**Directions:** Copy word for word the rows that begin with the line containing "Exercise. Tag every instance of the green flower bud" and continue through the end of the rows. Omit any pictures from your answer.

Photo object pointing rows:
######

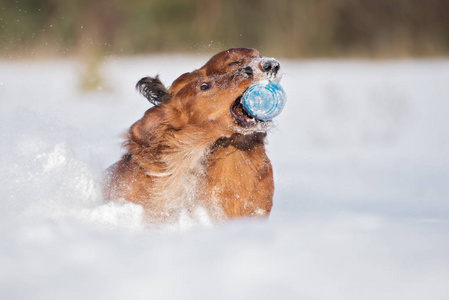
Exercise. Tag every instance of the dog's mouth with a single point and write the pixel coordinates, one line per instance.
(241, 117)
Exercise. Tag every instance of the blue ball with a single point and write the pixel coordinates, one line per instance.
(264, 100)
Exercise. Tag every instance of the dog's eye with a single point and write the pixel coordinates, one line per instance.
(235, 63)
(205, 86)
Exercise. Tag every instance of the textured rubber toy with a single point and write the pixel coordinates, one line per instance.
(264, 100)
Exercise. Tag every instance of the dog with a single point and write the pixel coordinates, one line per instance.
(196, 150)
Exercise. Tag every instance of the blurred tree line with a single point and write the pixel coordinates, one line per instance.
(290, 28)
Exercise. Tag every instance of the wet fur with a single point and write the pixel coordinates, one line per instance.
(187, 154)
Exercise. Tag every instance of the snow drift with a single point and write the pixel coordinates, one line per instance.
(360, 207)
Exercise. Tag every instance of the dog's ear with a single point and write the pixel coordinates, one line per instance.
(144, 131)
(153, 89)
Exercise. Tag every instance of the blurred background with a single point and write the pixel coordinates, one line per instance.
(282, 28)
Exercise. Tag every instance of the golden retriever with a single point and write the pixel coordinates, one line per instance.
(197, 150)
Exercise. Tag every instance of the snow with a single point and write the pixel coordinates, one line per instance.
(360, 208)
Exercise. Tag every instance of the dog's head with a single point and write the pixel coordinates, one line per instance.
(210, 104)
(221, 63)
(210, 96)
(229, 60)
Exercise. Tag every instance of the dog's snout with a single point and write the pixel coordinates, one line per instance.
(271, 66)
(248, 71)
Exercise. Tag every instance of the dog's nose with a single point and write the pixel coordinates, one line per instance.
(248, 71)
(270, 65)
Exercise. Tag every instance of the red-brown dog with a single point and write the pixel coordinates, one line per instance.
(197, 150)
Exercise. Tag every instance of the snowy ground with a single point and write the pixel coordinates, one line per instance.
(361, 206)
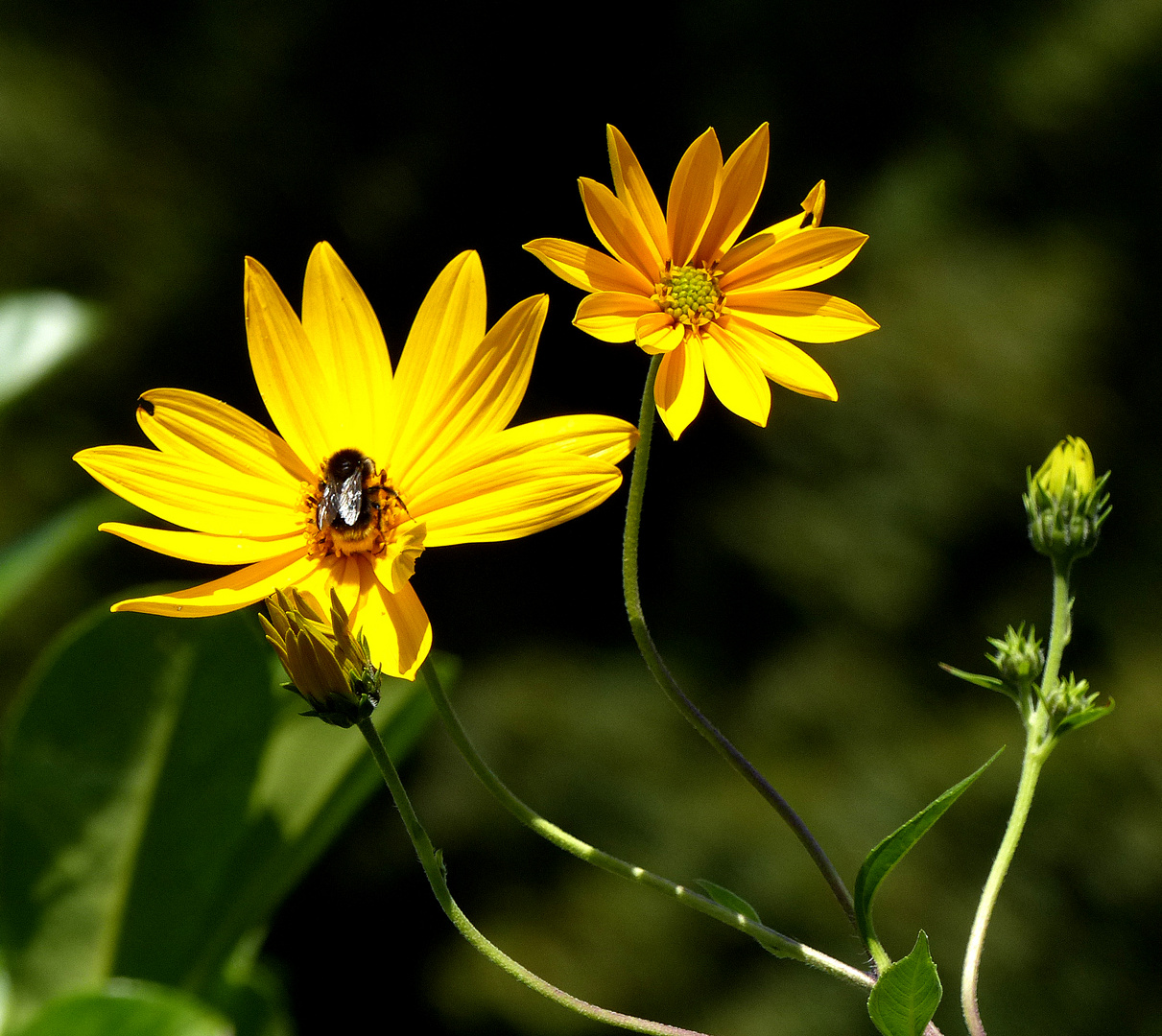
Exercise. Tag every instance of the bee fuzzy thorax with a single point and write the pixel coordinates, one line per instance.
(352, 508)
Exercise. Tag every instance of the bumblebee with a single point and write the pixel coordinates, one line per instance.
(351, 501)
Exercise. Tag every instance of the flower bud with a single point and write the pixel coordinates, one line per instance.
(1019, 659)
(1064, 503)
(329, 668)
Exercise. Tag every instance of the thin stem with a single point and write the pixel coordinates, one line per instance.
(778, 944)
(1039, 742)
(434, 868)
(665, 678)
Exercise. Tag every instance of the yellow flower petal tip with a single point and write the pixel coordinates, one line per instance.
(674, 280)
(369, 467)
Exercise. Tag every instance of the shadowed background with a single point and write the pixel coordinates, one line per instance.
(804, 579)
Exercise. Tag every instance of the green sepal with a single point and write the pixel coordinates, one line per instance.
(732, 902)
(989, 683)
(893, 848)
(1083, 719)
(908, 993)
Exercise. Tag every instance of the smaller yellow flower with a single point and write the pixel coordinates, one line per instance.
(1069, 458)
(683, 285)
(328, 667)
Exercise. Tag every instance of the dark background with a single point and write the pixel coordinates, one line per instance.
(804, 579)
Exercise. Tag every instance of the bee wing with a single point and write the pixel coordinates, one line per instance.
(350, 502)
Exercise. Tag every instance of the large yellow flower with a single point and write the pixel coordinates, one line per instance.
(370, 468)
(681, 284)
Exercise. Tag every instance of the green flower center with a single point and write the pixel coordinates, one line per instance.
(689, 295)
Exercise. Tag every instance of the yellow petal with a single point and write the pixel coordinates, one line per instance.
(734, 378)
(593, 436)
(656, 332)
(681, 386)
(186, 492)
(618, 230)
(612, 316)
(227, 594)
(810, 216)
(745, 251)
(743, 177)
(480, 398)
(693, 196)
(587, 269)
(203, 547)
(348, 346)
(797, 260)
(294, 388)
(202, 428)
(782, 363)
(805, 316)
(633, 188)
(515, 492)
(396, 626)
(446, 331)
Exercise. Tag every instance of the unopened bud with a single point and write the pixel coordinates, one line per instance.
(1064, 503)
(328, 666)
(1019, 659)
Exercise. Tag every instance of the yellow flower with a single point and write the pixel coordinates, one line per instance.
(1070, 457)
(372, 467)
(681, 284)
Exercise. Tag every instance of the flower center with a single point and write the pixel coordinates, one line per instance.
(689, 295)
(352, 508)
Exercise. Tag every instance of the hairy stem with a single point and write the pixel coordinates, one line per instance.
(665, 678)
(434, 868)
(1039, 742)
(778, 944)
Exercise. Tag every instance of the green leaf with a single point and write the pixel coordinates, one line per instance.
(127, 1008)
(893, 848)
(163, 794)
(25, 562)
(37, 331)
(987, 682)
(907, 995)
(724, 897)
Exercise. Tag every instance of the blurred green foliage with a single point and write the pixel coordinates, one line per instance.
(804, 578)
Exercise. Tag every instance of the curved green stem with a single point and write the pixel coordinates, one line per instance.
(665, 678)
(778, 944)
(434, 868)
(1039, 742)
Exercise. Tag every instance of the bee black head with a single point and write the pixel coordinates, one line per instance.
(345, 462)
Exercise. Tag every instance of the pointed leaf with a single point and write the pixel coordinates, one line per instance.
(127, 1008)
(987, 682)
(724, 897)
(908, 993)
(893, 848)
(161, 795)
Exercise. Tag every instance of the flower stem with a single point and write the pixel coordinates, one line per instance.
(434, 868)
(1039, 742)
(665, 678)
(778, 944)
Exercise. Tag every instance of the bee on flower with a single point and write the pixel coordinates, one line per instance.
(681, 284)
(370, 467)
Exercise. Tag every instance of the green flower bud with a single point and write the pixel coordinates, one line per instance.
(1019, 659)
(329, 668)
(1064, 503)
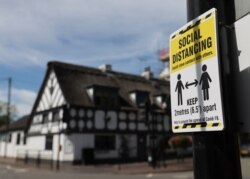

######

**Response:**
Exercise. Tag every instance of the green flower bud with a single point and write the pixel coordinates, one line per instance.
(1019, 659)
(329, 668)
(1064, 503)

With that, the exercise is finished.